Swap "marker" for "pin" in the lines starting with the one containing "Point out the shrub" and going on through the last line, and give only those lines back with nothing else changed.

[Collected data entries]
::::

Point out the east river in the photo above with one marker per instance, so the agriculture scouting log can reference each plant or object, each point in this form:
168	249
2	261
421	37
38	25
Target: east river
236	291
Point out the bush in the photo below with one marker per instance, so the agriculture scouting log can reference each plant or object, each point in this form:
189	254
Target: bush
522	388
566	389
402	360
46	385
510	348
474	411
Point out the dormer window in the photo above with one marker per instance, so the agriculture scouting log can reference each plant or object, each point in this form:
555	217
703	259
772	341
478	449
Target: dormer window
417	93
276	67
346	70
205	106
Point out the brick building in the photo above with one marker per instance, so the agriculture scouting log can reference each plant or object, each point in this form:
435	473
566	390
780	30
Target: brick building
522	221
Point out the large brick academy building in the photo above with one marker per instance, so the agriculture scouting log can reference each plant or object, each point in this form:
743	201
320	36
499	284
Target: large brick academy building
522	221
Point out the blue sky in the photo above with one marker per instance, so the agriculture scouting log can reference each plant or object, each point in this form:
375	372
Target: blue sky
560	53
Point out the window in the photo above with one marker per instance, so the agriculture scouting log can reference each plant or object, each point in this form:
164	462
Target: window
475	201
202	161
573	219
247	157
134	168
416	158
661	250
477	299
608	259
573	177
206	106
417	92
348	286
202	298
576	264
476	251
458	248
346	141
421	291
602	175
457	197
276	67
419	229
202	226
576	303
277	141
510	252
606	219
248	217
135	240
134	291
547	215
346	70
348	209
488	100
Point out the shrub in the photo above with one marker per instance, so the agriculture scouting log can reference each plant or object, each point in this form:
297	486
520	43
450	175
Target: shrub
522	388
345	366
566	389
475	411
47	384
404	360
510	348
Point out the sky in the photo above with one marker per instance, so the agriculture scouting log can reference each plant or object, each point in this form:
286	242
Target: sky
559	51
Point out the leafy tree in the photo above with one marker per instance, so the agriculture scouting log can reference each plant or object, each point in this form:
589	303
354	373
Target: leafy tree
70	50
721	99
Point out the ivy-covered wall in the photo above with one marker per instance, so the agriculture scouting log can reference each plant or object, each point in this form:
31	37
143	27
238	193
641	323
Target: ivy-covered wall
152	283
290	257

::::

◆ Result for this exercise:
Point out the shrub in the photo above with one pin per instance, so the agriculture scouting log can reference each plant or object, each point in this form:
297	486
520	43
450	175
Target: shrub
522	388
345	366
566	389
475	411
47	384
404	360
510	348
Point out the sky in the photo above with one pin per instance, so the agriculture scouting log can reference each plant or object, each point in this form:
286	242
Target: sky
559	51
Point out the leafy tree in the photo above with one pin per instance, so the agriculture scouting log can reference each plant or object, each point in this form:
589	303
354	373
Target: leafy tree
70	50
721	99
Point out the ivy-covered wall in the photo above with one pin per instance, so the agriculture scouting log can reference each plant or object, each point in this form:
31	37
143	27
238	193
641	323
Target: ivy-covered wall
152	283
290	257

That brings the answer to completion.